▸ Quoted passage
There is a homomorphism

$$\alpha : \Omega_n^{\text{spin}} \to KO(S^n) = \begin{cases}\mathbb{Z} & n \equiv 0\bmod 4\\ \mathbb{Z}_2 & n \equiv 1, 2 \bmod 8\\ 0 & \text{otherwise}\end{cases}$$

defined by Milnor. It was shown by Milnor and Adams that when $n = 1, 2 \bmod 8$ and $n \neq 1, 2$, there is an exotic $n$-sphere $\Sigma$ such that $\alpha(\Sigma) \neq 0$. In all other dimensions, exotic spheres have value zero.

It was later shown by Hitchin that if a closed spin manifold $X$ admits a metric of positive scalar curvature, then $\alpha(X) = 0$.

So, if $X$ is an $n$-dimensional closed spin manifold which admits a metric of positive scalar curvature and $n \equiv 1, 2 \bmod 8$, $n \neq 1, 2$, then $X\#\Sigma$ does not admit a metric of positive scalar curvature (connected sum is the addition operation in $\Omega^{\text{spin}}_n$ and $\alpha$ is a homomorphism).

If $S^n \to X$ is the $k$-fold universal cover (here $S^n$ denotes the standard smooth sphere), then the universal cover of $X\#\Sigma$ is $S^n\# k\Sigma$. The group of exotic spheres is finite (except possibly in dimension four), so let $d$ be the order of $\Sigma$. If $d \mid k$, then $S^n\# k\Sigma = S^n$ and you'd have an example of the phenomena you're looking for.

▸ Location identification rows

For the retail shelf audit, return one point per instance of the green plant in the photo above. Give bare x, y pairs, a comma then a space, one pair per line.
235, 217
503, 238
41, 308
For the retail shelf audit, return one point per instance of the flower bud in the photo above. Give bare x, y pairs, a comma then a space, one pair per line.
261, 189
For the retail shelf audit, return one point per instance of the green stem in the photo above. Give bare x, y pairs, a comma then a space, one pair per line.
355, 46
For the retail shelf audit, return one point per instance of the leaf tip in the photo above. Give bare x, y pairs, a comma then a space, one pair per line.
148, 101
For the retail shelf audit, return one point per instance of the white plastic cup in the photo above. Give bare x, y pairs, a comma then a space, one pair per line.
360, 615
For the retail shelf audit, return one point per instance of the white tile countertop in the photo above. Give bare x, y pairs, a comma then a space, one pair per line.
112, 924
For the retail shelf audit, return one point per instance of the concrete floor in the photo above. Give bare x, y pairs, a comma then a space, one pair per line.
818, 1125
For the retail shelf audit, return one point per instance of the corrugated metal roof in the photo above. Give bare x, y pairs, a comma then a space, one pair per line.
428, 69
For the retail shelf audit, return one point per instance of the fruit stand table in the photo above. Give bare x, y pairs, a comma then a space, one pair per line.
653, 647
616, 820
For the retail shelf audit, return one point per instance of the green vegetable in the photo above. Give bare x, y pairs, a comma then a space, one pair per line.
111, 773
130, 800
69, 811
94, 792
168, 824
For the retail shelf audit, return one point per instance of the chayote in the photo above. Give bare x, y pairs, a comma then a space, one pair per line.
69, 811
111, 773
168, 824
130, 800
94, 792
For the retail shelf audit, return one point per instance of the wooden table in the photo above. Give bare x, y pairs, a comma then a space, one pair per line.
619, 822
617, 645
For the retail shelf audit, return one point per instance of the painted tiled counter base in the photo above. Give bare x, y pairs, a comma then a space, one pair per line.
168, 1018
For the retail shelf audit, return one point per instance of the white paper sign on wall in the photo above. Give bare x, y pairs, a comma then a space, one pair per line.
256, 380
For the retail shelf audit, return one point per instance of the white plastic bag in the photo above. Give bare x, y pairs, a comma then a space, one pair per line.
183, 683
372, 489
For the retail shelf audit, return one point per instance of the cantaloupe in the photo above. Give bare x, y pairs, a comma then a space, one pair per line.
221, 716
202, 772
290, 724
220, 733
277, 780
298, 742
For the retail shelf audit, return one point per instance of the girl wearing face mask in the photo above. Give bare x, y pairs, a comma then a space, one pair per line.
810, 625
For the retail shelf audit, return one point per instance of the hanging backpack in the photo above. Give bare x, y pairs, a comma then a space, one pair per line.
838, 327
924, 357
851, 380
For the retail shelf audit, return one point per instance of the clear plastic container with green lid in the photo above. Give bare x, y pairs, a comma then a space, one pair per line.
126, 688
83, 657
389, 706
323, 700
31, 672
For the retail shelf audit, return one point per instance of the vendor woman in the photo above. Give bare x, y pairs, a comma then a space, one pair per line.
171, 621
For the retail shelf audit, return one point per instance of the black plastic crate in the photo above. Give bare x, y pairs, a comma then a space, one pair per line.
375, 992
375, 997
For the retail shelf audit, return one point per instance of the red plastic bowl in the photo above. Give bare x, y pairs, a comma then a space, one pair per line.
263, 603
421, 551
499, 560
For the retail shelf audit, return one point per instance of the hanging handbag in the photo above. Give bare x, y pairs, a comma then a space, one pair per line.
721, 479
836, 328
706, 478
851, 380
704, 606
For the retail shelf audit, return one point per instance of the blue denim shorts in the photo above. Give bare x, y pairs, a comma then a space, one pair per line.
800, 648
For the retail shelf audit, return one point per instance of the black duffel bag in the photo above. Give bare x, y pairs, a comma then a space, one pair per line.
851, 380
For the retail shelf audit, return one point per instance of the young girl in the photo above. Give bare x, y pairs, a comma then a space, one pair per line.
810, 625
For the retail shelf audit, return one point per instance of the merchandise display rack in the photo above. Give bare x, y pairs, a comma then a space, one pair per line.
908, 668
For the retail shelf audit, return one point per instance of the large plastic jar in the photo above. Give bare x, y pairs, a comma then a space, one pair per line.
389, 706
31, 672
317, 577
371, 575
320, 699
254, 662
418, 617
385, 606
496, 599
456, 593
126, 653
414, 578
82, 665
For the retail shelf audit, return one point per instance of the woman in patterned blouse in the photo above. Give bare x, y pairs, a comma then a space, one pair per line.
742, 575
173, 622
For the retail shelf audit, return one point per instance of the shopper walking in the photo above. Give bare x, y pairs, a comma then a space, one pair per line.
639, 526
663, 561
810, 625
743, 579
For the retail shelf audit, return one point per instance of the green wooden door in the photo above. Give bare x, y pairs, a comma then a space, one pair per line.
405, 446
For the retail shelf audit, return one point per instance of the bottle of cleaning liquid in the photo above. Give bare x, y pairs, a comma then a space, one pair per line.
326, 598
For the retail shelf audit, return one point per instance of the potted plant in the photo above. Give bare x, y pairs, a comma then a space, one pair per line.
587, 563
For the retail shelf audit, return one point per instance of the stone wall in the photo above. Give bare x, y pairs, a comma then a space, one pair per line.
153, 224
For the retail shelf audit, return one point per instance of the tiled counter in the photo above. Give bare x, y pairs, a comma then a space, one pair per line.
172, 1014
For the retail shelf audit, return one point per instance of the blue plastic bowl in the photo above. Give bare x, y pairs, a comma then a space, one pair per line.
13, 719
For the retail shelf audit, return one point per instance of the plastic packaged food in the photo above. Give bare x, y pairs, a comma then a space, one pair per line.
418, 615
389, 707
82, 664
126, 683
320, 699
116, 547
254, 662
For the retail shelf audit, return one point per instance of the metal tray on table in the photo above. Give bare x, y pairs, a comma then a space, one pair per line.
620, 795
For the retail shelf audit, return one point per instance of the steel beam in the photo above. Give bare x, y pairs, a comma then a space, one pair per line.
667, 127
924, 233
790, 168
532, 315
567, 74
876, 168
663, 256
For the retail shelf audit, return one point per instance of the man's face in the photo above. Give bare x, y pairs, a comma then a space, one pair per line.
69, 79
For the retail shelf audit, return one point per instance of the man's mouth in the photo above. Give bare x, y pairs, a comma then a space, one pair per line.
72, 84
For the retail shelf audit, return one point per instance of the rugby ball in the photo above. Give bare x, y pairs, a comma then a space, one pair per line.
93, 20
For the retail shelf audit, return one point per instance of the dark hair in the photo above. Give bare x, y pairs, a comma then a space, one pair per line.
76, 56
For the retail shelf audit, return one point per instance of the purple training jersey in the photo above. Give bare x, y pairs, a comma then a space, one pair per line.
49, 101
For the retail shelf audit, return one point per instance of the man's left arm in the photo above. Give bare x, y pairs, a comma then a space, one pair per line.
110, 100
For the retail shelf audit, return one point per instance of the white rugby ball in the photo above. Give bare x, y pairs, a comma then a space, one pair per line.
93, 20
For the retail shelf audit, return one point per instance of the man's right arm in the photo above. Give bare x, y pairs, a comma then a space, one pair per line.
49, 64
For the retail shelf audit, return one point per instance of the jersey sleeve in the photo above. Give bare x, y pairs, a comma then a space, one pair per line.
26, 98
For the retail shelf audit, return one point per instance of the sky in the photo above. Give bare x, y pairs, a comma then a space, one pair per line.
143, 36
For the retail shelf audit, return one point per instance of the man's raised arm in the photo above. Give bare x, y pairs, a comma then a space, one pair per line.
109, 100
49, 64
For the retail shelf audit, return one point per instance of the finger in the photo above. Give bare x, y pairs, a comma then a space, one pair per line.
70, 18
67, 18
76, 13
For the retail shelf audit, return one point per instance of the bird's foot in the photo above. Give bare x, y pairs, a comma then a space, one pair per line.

▸ What to produce
Write out the stretch of the passage on exotic spheres from "So, if $X$ is" through "you're looking for.", renaming "universal cover" to "covering space" throughout.

▸ Task solution
So, if $X$ is an $n$-dimensional closed spin manifold which admits a metric of positive scalar curvature and $n \equiv 1, 2 \bmod 8$, $n \neq 1, 2$, then $X\#\Sigma$ does not admit a metric of positive scalar curvature (connected sum is the addition operation in $\Omega^{\text{spin}}_n$ and $\alpha$ is a homomorphism).

If $S^n \to X$ is the $k$-fold covering space (here $S^n$ denotes the standard smooth sphere), then the covering space of $X\#\Sigma$ is $S^n\# k\Sigma$. The group of exotic spheres is finite (except possibly in dimension four), so let $d$ be the order of $\Sigma$. If $d \mid k$, then $S^n\# k\Sigma = S^n$ and you'd have an example of the phenomena you're looking for.